_Assignment_.
Repeat verbatim, and only, the lines of the data below, beginning at the line that contains "positive clicks: (1253, 913)" and stopping after the line that contains "negative clicks: (1155, 1073)".

_Records provided_.

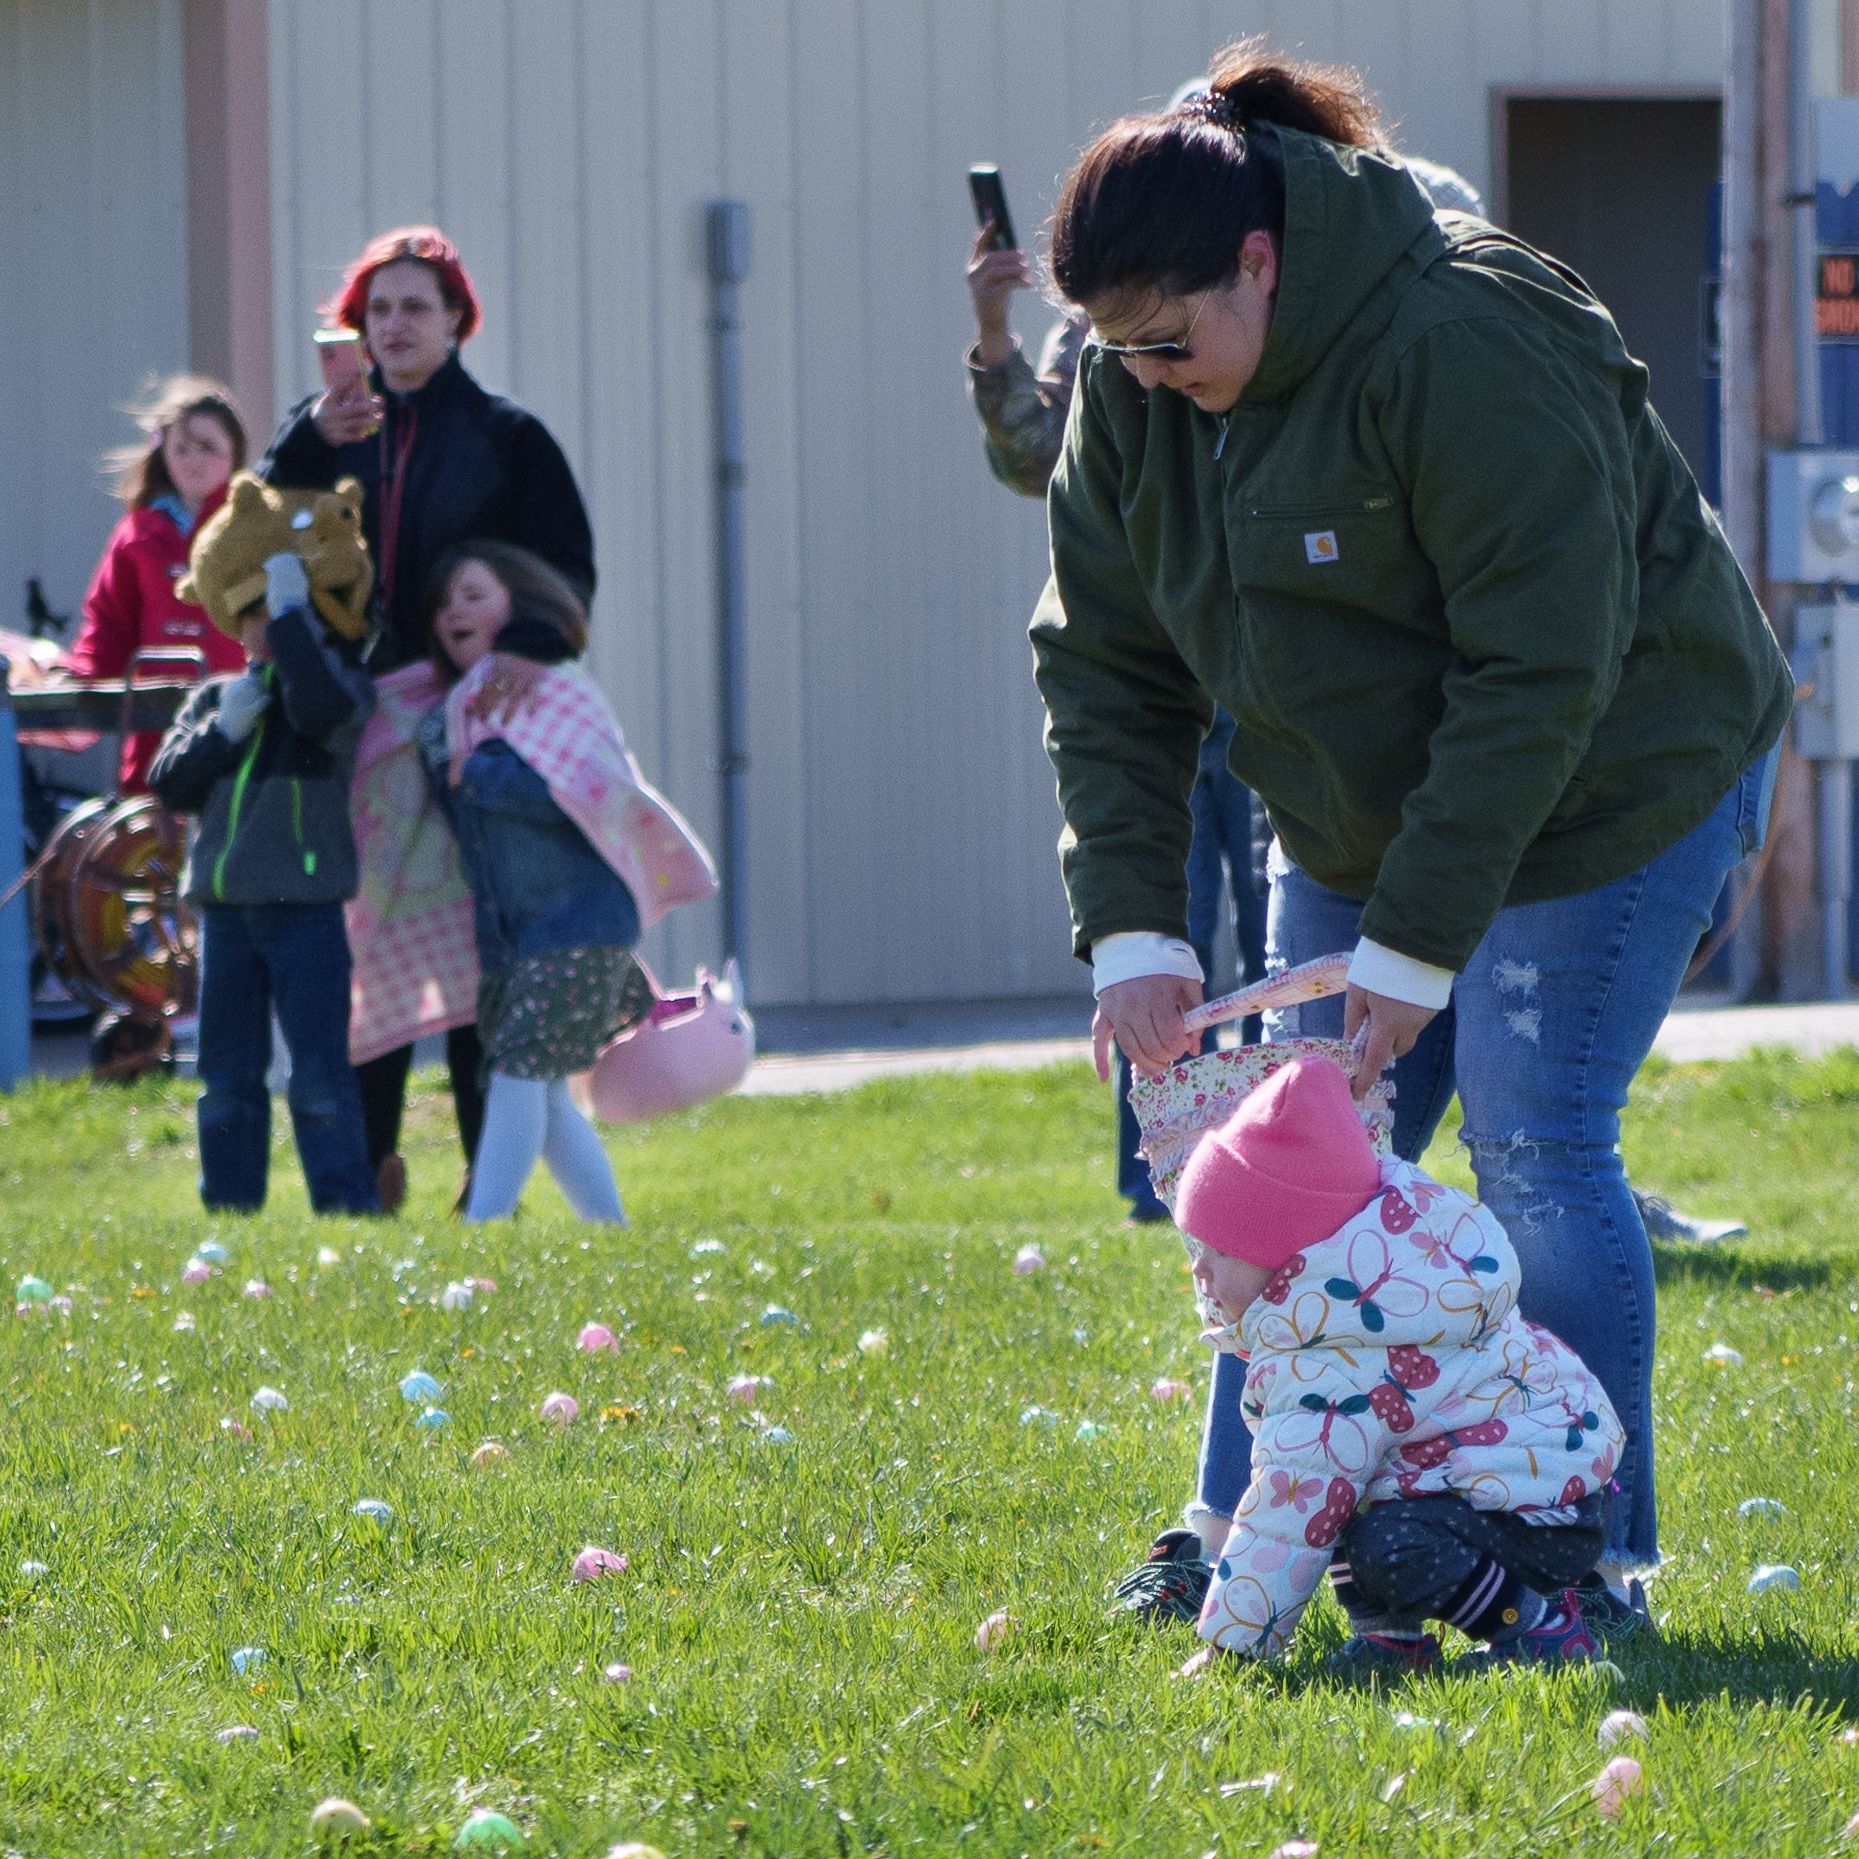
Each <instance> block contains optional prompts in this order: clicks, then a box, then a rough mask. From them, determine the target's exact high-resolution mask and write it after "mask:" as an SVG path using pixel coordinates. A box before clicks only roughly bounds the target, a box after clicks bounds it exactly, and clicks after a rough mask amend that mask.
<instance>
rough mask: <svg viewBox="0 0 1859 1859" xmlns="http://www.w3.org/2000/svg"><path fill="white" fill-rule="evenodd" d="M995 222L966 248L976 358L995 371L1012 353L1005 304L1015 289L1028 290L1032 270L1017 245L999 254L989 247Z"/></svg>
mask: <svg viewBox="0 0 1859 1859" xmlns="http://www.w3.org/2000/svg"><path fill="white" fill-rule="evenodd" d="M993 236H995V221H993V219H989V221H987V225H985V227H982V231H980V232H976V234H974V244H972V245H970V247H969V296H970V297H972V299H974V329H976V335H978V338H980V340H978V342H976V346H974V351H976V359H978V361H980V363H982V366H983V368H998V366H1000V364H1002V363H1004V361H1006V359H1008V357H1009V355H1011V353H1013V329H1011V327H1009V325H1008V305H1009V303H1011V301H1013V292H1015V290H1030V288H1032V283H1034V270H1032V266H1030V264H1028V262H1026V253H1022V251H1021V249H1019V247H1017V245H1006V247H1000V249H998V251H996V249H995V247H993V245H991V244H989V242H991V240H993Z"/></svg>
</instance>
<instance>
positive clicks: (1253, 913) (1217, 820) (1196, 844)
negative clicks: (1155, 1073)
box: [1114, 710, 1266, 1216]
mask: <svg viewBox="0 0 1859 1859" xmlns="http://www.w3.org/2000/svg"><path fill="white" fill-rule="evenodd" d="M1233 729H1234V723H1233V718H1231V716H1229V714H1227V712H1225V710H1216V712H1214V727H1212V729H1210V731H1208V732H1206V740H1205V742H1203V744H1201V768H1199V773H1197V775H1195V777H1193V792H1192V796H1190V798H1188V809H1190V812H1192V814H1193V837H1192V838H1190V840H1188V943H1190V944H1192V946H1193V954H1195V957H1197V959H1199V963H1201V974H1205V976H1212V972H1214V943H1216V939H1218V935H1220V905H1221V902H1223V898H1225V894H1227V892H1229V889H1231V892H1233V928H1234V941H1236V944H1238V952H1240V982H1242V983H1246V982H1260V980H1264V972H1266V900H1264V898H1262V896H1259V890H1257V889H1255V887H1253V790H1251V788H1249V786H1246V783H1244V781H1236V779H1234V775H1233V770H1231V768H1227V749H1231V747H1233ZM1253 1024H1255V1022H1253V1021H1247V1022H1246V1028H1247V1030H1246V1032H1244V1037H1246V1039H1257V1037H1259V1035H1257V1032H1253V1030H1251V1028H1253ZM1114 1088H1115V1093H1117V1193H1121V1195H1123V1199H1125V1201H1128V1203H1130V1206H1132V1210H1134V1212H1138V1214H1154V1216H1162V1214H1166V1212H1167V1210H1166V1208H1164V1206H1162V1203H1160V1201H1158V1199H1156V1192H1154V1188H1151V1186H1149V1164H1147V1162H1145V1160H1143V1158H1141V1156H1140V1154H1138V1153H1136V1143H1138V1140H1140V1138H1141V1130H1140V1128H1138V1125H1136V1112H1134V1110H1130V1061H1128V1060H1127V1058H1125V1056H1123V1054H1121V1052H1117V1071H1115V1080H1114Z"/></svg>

* * *

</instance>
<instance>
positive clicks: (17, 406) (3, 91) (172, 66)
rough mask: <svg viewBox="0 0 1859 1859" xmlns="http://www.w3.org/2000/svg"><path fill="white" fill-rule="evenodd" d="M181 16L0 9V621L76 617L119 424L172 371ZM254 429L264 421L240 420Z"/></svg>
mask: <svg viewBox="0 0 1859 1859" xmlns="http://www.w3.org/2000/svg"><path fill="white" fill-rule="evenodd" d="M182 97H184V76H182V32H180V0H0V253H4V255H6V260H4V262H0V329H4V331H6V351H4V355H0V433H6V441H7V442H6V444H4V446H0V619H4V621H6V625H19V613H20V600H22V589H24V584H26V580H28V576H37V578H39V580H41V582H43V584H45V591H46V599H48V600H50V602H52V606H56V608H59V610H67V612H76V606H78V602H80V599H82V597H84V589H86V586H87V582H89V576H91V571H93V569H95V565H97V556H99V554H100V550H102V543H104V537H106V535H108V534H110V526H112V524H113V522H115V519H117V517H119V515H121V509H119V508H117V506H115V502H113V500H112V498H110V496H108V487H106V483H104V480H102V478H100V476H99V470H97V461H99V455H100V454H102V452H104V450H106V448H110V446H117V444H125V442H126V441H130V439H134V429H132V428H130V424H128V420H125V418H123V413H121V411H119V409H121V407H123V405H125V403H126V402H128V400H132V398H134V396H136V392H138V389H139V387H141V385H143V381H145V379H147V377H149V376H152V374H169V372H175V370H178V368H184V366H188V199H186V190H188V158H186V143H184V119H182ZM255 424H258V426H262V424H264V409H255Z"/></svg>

==

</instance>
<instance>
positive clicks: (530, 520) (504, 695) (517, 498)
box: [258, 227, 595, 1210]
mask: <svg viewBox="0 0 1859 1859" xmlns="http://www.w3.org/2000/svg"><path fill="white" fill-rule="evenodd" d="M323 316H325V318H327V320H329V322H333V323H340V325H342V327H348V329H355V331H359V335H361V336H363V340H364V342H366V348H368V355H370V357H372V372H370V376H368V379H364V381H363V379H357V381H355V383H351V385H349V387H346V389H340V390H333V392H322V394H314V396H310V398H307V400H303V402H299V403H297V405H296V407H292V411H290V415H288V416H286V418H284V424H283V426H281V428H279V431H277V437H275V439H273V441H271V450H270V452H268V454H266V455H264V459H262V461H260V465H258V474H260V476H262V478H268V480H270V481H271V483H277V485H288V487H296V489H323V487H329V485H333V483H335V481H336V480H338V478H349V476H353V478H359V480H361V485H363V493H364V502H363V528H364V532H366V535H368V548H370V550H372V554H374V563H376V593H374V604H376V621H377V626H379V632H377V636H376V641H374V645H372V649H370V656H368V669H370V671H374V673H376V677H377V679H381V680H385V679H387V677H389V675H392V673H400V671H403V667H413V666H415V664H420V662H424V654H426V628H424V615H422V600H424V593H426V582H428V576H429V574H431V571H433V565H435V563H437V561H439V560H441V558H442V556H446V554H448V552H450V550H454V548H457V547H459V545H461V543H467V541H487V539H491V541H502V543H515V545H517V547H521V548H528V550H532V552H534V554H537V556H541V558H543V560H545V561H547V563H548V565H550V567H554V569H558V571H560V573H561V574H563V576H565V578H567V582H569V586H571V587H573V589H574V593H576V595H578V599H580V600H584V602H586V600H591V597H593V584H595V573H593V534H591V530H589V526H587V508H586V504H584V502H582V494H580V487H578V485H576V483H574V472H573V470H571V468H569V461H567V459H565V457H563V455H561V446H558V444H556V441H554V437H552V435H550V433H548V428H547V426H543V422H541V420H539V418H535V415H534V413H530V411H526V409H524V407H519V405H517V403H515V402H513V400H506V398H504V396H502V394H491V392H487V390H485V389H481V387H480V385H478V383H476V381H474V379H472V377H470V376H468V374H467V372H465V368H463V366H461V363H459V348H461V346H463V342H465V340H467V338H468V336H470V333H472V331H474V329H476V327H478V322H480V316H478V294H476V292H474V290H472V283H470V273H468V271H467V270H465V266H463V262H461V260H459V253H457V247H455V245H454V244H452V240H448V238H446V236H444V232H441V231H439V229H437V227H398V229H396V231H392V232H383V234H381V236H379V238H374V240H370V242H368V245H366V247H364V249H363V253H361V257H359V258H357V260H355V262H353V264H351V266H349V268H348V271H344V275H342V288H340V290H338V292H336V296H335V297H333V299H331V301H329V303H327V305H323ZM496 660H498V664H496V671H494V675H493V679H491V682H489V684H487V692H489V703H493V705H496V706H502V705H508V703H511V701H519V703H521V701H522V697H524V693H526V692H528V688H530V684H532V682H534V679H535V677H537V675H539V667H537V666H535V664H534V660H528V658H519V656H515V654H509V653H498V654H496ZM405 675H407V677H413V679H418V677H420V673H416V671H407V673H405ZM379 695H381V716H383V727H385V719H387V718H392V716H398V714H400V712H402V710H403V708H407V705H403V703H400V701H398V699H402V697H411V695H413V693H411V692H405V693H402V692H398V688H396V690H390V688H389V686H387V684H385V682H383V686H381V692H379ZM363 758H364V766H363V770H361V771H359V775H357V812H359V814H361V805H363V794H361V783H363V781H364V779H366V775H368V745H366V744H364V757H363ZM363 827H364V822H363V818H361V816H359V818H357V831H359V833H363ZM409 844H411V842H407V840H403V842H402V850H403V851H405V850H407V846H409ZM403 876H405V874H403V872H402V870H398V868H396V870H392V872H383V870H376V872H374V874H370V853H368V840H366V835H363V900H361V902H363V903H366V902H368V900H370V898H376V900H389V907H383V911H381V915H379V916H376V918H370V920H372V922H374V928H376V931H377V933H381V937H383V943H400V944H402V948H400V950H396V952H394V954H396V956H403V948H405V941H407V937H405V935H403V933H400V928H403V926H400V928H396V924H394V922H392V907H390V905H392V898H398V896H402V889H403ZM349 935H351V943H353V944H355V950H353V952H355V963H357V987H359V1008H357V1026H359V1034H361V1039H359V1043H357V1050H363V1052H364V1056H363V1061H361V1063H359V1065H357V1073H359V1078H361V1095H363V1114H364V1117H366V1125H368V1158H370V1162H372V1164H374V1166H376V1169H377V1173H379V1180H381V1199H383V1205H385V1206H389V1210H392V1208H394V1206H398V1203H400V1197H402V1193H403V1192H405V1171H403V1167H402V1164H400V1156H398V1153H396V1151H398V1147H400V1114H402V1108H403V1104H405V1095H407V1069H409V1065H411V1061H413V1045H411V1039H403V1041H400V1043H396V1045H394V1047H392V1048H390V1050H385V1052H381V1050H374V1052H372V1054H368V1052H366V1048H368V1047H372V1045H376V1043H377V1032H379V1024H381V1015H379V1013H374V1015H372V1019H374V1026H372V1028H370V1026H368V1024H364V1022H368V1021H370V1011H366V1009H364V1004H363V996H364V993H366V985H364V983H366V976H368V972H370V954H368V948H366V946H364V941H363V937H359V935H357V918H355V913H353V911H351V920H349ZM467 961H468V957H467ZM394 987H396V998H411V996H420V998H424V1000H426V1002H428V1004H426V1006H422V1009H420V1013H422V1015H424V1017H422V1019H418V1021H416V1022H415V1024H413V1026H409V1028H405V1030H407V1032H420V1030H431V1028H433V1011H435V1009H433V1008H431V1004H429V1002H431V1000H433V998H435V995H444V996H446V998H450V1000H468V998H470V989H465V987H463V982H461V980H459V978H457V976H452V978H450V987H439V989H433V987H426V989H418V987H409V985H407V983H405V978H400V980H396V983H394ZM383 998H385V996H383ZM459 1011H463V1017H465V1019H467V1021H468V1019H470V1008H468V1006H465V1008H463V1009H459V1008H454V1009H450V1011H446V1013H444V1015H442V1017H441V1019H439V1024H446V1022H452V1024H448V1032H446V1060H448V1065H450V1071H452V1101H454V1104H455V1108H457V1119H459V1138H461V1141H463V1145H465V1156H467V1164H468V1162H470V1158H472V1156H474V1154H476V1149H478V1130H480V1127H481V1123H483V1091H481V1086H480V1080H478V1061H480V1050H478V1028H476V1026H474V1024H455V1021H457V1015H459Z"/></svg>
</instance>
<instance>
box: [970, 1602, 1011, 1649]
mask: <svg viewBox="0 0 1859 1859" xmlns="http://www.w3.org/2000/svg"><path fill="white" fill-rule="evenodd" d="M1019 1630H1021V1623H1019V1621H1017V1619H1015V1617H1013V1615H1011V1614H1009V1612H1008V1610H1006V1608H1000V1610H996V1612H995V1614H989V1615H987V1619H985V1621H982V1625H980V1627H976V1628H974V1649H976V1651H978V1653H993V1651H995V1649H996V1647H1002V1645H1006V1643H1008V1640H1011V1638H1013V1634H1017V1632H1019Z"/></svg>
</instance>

_Answer to the problem_.
positive clicks: (1253, 913) (1217, 820) (1196, 844)
negative clicks: (1155, 1073)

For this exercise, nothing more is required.